* **İş talebi**
Aşağıdaki Kurban Bayramı mesajını iki cümleyle özetleyiniz.

***** Sağlanan metin *****

Bahçeli tarafından yayınlanan Kurban Bayramı mesajında şu ifadelere yer verildi:
“Hem günlerimizin hem de gönüllerimizin her daim bayram yeri gibi coşkulu, bayram ortamı gibi sevgiyle dolu olması en samimi dileğimdir. Dini ve milli bayramlar kardeşlik bağlarını güçlendiren, sıkılı yumrukları gevşeten, dargın ve küskün bakışları yumuşatan müstesna anlardır. Bayramlar huzurun, umudun, birliğin ve dayanışma ruhunun kamçılandığı, muhabbet ve hürmet duygularının kanatlanıp ufkumuzu kapladığı muazzez bir dönemdir. Gerek Covid-19 salgınından dolayı, gerekse de iç ve dış gelişmelerin yoğun gündeminden kaynaklı olmak suretiyle yeterince sorun ve zorluklarla sınandık. Bayram münasebetiyle kendi iç dünyamızı, çevremizle kurduğumuz irtibat ve ilişki kanallarını dürüst ve dengeli bir kavrayışla ele almaya ihtiyacımız olduğu kanaatindeyim.

***** Veri alıntıları *****

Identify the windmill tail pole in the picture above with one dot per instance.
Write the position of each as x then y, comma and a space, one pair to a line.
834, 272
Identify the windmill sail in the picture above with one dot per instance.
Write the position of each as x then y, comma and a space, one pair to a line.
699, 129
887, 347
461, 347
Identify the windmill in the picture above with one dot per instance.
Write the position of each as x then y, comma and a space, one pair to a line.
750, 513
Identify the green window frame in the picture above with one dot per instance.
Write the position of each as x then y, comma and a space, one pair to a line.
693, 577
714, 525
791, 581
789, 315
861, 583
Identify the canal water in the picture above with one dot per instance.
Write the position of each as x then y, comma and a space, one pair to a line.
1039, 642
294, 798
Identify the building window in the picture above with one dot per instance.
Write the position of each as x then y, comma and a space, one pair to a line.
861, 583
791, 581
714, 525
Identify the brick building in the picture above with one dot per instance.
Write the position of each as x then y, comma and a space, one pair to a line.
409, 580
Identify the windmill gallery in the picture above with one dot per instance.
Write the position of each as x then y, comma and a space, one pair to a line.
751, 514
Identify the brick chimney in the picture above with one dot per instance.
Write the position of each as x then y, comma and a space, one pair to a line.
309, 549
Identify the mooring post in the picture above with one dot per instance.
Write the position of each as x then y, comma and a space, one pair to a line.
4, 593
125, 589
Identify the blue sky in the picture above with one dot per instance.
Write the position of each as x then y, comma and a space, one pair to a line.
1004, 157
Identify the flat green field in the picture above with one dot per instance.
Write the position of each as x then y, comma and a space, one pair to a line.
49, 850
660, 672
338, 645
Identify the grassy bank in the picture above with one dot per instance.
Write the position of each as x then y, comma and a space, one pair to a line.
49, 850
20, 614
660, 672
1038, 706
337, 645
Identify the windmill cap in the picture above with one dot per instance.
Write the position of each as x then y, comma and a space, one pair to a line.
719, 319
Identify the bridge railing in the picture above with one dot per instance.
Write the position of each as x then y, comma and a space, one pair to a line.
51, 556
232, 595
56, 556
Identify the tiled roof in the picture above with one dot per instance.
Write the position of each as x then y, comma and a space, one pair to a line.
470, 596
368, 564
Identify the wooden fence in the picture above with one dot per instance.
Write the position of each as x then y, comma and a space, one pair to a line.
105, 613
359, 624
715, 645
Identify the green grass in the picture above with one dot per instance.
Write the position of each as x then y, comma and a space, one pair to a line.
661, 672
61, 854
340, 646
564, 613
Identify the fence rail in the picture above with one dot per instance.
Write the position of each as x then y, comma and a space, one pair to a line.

*****

* **Sorunun çözümü**
Bahçeli, Kurban Bayramı mesajında günlerin ve gönüllerin her daim bayram yeri gibi coşkulu ve sevgiyle dolu olmasını dilemekte; dini ve milli bayramları kardeşlik bağlarını güçlendiren, huzur, umut, birlik ve dayanışma ruhunu canlandıran müstesna anlar olarak nitelendirmektedir. Covid-19 salgını ile iç ve dış gelişmelerin yoğun gündemi nedeniyle yeterince sorun ve zorlukla sınanıldığını belirten Bahçeli, bayram münasebetiyle iç dünyanın ve çevreyle kurulan ilişkilerin dürüst ve dengeli bir kavrayışla ele alınması gerektiği kanaatindedir.